*To be done*.
Can you copy the lines from the one that contains "point: hedge, one" through the end of the material below, exactly and with nothing else?
** BEGIN Supplied records **
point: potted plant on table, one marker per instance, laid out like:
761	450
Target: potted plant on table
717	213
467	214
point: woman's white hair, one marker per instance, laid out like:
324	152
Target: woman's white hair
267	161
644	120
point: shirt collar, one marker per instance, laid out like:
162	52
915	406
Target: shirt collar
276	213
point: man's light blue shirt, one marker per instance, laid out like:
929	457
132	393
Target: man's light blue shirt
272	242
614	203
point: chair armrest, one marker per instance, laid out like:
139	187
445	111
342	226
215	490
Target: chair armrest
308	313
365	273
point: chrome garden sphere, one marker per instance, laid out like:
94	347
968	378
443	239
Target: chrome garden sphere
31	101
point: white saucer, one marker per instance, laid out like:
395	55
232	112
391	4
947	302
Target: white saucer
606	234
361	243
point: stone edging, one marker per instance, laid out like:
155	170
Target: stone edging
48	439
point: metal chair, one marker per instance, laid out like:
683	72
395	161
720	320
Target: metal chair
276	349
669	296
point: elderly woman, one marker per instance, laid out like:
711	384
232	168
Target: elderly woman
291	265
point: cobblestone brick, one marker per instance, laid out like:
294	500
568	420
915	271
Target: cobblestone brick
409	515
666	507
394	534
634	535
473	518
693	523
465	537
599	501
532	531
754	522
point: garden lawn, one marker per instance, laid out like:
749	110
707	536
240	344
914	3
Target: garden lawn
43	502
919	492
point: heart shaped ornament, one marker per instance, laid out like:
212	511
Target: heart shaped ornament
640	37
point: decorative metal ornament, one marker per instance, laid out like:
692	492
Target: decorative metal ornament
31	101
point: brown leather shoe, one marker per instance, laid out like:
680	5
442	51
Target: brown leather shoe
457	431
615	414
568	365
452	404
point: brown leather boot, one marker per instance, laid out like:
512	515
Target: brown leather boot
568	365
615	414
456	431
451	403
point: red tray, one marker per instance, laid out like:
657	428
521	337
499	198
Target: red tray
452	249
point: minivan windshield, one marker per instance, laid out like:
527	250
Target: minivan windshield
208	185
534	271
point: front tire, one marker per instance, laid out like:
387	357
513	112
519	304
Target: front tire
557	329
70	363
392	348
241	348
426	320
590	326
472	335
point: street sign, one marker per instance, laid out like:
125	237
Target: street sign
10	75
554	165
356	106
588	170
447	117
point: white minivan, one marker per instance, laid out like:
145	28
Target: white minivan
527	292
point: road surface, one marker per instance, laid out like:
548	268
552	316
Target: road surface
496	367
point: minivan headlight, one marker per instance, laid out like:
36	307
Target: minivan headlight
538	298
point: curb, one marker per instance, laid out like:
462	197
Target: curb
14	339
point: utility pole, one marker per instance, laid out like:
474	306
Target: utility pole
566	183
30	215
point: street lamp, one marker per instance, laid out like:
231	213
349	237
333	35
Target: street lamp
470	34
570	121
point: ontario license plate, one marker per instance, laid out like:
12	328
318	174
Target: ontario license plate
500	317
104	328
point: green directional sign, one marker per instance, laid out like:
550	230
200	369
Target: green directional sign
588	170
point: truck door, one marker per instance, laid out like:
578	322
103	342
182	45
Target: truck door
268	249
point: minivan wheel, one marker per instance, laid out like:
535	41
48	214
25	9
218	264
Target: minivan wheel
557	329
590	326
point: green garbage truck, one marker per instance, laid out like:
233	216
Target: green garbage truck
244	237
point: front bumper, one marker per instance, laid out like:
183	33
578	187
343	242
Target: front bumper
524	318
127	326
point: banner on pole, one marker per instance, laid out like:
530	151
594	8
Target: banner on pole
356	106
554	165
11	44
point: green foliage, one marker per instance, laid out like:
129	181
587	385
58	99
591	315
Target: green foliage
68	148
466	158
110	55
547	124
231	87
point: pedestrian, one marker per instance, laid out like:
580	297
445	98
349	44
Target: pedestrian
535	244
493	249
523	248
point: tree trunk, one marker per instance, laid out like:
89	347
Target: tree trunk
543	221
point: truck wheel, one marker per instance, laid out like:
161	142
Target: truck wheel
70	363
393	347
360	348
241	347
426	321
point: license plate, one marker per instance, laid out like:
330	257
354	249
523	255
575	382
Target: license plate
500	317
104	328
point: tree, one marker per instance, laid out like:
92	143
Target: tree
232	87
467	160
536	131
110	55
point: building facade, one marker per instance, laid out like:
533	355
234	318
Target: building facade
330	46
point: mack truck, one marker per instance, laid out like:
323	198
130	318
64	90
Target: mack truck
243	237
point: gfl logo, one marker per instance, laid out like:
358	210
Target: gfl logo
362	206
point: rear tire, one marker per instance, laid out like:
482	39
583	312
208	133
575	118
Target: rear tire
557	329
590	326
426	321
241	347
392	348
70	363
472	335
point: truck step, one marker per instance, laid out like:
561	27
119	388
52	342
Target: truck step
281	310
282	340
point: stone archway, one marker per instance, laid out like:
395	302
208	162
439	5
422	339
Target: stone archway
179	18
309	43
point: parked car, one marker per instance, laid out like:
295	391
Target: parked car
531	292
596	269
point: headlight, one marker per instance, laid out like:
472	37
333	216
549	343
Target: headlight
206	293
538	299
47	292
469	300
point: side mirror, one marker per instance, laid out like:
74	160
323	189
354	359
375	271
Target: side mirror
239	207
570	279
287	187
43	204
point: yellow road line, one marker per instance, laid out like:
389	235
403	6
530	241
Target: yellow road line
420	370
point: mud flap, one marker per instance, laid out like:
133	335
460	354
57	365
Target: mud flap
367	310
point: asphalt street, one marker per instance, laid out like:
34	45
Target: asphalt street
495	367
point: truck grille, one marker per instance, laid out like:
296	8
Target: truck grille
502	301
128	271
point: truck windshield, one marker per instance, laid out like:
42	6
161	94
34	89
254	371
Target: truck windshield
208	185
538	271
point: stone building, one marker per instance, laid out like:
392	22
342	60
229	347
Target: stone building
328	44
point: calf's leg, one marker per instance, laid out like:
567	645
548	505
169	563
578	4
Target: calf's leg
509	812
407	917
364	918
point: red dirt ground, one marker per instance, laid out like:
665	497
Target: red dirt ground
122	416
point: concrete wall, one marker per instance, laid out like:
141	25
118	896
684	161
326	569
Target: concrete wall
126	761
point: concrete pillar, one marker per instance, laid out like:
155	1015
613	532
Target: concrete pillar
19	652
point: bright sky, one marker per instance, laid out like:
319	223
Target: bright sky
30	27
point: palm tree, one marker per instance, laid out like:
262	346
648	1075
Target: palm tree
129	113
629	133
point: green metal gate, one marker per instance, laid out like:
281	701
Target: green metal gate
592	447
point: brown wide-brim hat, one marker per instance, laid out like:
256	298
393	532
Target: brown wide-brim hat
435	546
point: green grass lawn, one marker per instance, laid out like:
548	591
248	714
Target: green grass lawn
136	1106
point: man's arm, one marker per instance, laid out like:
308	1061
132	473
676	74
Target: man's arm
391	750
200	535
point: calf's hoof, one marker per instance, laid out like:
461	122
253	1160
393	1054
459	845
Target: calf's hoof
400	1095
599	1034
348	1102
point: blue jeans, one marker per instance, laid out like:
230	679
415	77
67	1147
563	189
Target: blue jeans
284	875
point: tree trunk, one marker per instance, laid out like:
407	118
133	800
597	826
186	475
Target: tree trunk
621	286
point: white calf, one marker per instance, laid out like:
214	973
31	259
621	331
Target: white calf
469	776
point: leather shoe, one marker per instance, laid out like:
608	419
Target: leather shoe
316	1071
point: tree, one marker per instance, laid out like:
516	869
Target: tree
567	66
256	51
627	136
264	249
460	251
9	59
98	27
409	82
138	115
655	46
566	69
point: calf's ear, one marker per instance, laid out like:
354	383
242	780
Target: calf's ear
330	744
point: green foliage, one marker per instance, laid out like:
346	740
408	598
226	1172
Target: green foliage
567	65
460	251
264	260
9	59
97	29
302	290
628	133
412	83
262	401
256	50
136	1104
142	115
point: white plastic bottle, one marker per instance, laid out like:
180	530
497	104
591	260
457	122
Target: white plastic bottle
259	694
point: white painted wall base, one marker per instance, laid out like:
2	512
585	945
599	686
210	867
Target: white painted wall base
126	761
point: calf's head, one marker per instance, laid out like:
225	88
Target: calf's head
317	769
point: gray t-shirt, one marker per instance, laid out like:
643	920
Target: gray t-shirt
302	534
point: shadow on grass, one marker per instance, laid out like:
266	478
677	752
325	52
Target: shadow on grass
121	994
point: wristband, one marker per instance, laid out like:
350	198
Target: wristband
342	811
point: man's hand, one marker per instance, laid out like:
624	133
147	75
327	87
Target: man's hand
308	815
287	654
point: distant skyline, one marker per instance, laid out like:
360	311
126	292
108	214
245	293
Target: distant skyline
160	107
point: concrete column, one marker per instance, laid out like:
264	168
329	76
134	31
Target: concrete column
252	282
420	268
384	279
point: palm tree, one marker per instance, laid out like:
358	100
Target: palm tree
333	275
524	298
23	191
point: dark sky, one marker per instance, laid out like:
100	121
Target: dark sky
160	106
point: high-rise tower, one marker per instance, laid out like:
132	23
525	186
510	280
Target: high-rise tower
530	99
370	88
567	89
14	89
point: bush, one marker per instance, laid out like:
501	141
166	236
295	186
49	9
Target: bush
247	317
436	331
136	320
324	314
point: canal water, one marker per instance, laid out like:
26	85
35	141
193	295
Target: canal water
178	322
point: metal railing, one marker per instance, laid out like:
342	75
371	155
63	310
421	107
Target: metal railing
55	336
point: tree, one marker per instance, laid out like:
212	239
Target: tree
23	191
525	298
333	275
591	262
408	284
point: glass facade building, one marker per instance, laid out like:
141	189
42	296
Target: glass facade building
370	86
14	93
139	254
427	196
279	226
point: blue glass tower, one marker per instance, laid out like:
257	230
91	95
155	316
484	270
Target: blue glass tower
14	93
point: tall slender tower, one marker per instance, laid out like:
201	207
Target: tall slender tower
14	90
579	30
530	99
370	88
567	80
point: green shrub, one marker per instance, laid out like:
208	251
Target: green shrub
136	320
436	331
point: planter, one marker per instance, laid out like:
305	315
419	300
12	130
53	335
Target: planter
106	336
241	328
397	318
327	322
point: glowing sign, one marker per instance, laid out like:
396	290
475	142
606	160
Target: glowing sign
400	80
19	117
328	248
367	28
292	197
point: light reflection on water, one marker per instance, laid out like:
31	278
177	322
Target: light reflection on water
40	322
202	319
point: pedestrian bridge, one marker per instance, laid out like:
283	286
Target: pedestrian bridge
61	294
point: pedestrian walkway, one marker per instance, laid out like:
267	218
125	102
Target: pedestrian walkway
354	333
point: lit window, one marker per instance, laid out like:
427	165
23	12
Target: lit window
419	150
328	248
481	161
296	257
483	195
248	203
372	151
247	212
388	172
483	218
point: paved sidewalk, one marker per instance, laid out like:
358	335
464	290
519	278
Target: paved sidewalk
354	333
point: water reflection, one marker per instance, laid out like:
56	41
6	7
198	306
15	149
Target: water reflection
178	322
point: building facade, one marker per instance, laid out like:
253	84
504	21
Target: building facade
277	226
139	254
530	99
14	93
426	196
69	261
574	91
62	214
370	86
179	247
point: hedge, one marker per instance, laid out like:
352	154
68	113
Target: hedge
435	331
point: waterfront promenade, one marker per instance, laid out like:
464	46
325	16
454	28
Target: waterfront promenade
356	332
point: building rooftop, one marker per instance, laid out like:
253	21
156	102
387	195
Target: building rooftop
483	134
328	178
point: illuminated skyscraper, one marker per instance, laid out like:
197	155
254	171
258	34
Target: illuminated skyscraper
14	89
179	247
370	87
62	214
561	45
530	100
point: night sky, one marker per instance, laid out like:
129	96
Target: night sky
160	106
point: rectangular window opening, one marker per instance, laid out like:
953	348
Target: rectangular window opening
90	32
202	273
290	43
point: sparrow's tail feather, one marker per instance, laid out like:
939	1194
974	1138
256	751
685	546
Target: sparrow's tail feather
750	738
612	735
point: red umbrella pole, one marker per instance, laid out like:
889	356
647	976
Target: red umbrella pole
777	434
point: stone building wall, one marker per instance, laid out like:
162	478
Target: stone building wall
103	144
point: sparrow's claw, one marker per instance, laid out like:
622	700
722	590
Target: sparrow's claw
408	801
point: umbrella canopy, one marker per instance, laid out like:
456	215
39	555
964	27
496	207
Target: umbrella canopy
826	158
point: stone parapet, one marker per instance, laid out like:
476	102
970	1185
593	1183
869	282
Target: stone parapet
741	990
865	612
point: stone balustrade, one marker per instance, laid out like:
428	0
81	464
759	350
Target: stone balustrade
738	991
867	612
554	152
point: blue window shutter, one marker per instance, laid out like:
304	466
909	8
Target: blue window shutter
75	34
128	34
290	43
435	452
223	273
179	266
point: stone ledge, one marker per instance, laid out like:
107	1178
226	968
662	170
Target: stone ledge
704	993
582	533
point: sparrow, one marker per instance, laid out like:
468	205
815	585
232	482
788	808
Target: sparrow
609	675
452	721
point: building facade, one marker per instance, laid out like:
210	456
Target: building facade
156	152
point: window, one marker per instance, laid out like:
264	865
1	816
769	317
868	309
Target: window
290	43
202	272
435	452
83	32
** END Supplied records **
*Result of this exercise*.
point: hedge, one marker per instance, laid out like:
352	154
68	113
Target: hedge
435	331
point: waterfront promenade, one marker per instance, laid out like:
464	46
325	16
454	28
Target: waterfront promenade
356	332
point: building rooftop, one marker per instance, laid out like:
253	21
156	102
387	195
Target: building rooftop
483	134
328	178
point: illuminated skyscraper, one marker per instance, laid out like:
197	155
254	171
258	34
Target: illuminated skyscraper
14	89
179	247
370	87
62	214
561	45
530	100
point: night sky, one marker per instance, laid out like:
129	96
Target: night sky
160	106
point: rectangular window opening, one marker per instance, laid out like:
953	348
Target: rectangular window opening
90	32
202	273
290	43
point: sparrow's tail feather, one marker per instance, laid out like:
939	1194
974	1138
256	751
685	546
Target: sparrow's tail feather
750	738
612	735
point: red umbrella pole, one marker per instance, laid out like:
889	356
647	976
Target: red umbrella pole
777	434
point: stone building wall, one marker per instance, laid out like:
162	478
Target: stone building wall
103	144
point: sparrow's claw, one marker per instance, laid out like:
622	700
722	590
Target: sparrow's claw
408	801
point: umbrella canopy, one marker per instance, laid out like:
456	215
39	555
964	27
496	207
Target: umbrella canopy
826	158
point: stone parapet, one marker per instance, laid out like:
476	102
970	1185
593	1183
869	282
Target: stone parapet
741	990
865	612
point: stone balustrade, one marker per instance, laid out like:
428	0
81	464
759	350
Target: stone balustrade
738	991
867	612
554	152
point: blue window shutter, one marker per instance, laid out like:
304	466
909	8
Target: blue window shutter
75	34
128	34
290	43
435	452
223	273
179	266
point: stone ledge, one marker per instance, laid out like:
107	1178
226	968
662	170
Target: stone ledge
704	993
582	533
point: sparrow, one marker per instance, laid out like:
468	205
815	585
232	482
788	808
Target: sparrow
609	675
452	721
point: building facade, one marker per instance, laid out like:
210	456
Target: building facade
156	152
point: window, one marker per instance, laid out like:
264	865
1	816
769	317
868	309
Target: window
290	43
202	272
435	452
83	32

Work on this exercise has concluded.